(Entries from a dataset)
☆ ☆ ☆ ☆ ☆

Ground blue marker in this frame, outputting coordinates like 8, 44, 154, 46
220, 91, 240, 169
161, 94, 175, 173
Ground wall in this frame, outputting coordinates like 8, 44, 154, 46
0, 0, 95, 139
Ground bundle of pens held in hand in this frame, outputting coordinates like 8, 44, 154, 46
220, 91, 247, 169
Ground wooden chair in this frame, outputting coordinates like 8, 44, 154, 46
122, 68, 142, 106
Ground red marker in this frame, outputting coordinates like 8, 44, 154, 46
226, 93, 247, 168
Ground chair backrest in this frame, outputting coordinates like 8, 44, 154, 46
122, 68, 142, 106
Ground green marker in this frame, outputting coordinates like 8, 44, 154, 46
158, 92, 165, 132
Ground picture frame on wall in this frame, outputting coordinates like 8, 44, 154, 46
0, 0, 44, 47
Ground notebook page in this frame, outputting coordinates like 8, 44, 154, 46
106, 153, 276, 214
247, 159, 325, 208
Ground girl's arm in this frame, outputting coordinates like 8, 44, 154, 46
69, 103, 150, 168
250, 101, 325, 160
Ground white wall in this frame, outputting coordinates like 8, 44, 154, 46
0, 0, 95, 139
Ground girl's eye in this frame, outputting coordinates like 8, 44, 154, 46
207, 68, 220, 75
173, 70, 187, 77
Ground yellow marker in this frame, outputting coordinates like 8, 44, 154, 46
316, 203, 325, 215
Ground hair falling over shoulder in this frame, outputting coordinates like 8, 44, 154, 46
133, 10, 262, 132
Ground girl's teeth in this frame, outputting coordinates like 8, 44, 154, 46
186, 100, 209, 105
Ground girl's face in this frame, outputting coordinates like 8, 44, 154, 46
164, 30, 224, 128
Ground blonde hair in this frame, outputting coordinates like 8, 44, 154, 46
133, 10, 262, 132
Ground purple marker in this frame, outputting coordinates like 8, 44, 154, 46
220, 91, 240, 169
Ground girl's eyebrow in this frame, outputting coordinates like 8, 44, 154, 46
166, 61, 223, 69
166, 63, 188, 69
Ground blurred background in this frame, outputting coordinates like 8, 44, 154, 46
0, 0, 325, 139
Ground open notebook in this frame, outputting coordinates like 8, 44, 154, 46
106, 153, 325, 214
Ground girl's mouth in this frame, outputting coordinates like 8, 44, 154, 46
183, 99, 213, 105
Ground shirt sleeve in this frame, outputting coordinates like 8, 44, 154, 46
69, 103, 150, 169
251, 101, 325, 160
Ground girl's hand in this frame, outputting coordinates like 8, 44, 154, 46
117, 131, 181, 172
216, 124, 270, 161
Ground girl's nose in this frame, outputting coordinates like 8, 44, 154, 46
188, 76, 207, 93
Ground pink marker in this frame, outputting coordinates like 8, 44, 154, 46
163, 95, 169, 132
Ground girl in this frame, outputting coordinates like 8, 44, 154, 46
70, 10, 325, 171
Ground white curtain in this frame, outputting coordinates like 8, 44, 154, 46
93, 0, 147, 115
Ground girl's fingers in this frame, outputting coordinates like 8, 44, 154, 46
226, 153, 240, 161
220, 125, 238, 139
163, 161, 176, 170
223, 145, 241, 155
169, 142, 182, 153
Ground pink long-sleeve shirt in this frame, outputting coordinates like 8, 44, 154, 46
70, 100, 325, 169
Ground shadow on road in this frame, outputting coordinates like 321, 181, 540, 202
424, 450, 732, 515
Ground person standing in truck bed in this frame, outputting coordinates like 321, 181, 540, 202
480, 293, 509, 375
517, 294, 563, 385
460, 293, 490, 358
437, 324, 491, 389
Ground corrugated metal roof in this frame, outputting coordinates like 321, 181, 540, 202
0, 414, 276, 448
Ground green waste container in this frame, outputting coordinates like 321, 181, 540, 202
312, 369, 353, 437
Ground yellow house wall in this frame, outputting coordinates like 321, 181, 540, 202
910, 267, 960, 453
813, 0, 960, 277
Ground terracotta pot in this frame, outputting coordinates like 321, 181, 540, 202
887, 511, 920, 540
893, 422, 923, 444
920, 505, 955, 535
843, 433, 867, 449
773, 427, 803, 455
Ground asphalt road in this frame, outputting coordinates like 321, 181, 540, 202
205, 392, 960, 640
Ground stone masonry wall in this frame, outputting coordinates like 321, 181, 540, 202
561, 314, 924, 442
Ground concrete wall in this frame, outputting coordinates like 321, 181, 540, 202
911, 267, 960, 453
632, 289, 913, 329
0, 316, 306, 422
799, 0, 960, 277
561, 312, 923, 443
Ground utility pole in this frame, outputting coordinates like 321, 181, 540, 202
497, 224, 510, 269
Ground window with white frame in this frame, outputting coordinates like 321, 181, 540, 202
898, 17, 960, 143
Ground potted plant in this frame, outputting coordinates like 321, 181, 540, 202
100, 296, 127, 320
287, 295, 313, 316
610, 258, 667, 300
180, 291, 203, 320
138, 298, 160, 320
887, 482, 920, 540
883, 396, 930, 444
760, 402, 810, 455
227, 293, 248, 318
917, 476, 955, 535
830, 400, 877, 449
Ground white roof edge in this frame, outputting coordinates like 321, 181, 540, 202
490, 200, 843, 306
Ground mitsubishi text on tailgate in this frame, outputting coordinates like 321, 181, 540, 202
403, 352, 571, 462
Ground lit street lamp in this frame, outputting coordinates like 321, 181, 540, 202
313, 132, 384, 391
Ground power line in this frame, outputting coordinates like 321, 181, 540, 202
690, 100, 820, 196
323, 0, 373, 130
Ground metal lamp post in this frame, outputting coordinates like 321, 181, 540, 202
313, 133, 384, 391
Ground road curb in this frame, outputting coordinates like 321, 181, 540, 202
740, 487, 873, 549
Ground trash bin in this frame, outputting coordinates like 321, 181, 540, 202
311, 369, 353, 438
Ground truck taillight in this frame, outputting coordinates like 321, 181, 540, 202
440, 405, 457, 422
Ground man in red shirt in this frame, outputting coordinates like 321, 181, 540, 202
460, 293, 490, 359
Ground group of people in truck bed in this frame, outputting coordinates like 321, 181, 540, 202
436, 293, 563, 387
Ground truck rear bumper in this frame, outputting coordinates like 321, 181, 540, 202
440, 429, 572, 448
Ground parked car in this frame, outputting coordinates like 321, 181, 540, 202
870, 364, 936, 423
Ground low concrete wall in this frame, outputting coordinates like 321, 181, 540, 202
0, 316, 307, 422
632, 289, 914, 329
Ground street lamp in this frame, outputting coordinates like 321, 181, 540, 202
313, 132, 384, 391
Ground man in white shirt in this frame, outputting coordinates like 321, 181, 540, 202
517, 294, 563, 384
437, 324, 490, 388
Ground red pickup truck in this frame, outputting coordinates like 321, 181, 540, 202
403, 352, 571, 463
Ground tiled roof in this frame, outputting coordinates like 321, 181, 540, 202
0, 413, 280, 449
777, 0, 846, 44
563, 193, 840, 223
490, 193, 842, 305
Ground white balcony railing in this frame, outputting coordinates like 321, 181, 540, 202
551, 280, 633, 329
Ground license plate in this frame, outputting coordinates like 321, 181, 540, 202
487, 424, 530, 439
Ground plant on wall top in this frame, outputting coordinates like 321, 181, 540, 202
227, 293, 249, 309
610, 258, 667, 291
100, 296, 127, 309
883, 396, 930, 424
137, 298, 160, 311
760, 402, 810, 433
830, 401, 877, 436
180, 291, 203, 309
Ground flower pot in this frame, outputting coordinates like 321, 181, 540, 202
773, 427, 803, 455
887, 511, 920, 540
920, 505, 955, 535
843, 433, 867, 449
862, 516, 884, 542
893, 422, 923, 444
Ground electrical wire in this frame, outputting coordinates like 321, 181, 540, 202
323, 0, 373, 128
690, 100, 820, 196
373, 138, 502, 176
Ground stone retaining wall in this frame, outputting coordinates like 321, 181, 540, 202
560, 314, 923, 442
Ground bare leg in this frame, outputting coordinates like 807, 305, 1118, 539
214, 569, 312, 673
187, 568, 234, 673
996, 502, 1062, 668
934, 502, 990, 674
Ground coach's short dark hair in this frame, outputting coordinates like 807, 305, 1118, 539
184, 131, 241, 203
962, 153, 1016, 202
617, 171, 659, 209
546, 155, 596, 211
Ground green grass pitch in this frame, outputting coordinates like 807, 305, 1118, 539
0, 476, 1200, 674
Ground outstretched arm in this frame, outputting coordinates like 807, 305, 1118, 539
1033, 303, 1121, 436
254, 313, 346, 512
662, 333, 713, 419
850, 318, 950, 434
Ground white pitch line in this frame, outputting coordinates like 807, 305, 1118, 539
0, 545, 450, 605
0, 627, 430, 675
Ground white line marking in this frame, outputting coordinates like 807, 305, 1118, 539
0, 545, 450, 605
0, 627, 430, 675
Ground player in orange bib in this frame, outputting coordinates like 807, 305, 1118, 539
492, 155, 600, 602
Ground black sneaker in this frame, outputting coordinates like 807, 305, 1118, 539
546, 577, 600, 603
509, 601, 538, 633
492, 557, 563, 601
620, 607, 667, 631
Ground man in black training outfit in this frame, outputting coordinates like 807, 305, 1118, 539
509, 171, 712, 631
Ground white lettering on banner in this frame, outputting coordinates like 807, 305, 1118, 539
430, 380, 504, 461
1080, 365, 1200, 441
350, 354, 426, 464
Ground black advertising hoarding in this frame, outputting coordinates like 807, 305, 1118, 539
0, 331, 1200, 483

☆ ☆ ☆ ☆ ☆

■ **REQUIRED WORK**: Render the data from the line containing "Ground electrical wire" through the line containing "620, 607, 667, 631" as a two-column CSV with the headers text and answer. Give one row for each line of text together with all the coordinates listed under it, put each value in a single quoted field, and turn line breaks into spaces.

■ **EXERCISE ANSWER**:
text,answer
"Ground electrical wire in this frame, outputting coordinates like 321, 181, 540, 202","323, 0, 373, 128 690, 100, 820, 196 373, 138, 502, 176"
"Ground stone retaining wall in this frame, outputting coordinates like 321, 181, 540, 202","560, 314, 923, 442"
"Ground bare leg in this frame, outputting coordinates like 807, 305, 1118, 539","214, 569, 312, 673 187, 568, 234, 673 996, 502, 1062, 668 934, 502, 990, 674"
"Ground coach's short dark hair in this frame, outputting coordinates like 807, 305, 1118, 539","184, 131, 241, 203 962, 153, 1016, 202 617, 171, 659, 209 546, 155, 596, 211"
"Ground green grass pitch in this frame, outputting coordinates like 807, 305, 1118, 539","0, 476, 1200, 674"
"Ground outstretched arm in this frame, outputting coordinates like 807, 305, 1118, 539","1033, 303, 1121, 436 254, 313, 346, 512 662, 333, 713, 419 850, 318, 950, 434"
"Ground white pitch line in this frame, outputting coordinates like 807, 305, 1118, 539","0, 545, 450, 605 0, 627, 430, 675"
"Ground white line marking in this frame, outputting coordinates like 807, 305, 1118, 539","0, 545, 450, 605 0, 627, 430, 675"
"Ground player in orange bib in this frame, outputting coordinates like 807, 305, 1118, 539","492, 155, 600, 602"
"Ground black sneaker in this frame, outputting coordinates like 807, 305, 1118, 539","546, 577, 600, 603 509, 601, 538, 633 492, 557, 563, 601 620, 607, 667, 631"